_How to complete this task_
In the entries that follow, how many lines contain the word "base"? Answer with the number only.

[Free-text object descriptions]

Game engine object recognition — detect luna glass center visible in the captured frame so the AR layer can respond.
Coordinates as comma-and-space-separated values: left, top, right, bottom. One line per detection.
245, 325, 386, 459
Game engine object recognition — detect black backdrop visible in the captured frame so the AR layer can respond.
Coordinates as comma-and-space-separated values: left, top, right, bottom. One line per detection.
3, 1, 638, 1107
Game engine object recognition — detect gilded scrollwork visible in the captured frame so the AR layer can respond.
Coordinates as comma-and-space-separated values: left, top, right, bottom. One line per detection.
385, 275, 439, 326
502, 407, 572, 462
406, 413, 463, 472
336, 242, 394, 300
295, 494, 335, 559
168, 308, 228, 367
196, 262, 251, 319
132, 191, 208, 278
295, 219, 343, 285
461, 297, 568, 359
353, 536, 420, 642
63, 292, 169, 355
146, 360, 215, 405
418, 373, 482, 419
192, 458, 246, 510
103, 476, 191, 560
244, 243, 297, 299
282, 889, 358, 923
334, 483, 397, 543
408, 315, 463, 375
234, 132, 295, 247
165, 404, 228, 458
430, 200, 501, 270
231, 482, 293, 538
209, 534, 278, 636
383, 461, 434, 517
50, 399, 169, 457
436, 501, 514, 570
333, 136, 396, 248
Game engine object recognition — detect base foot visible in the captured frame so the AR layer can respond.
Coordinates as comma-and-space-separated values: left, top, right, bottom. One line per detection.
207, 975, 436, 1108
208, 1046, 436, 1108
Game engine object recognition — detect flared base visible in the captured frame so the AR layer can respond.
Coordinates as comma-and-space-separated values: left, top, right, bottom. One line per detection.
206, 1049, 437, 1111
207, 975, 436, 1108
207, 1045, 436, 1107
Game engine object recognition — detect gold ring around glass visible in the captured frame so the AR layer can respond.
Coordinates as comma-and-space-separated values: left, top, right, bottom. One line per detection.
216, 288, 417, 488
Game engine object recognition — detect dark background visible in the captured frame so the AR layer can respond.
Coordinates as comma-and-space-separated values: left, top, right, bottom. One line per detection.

_Output_
2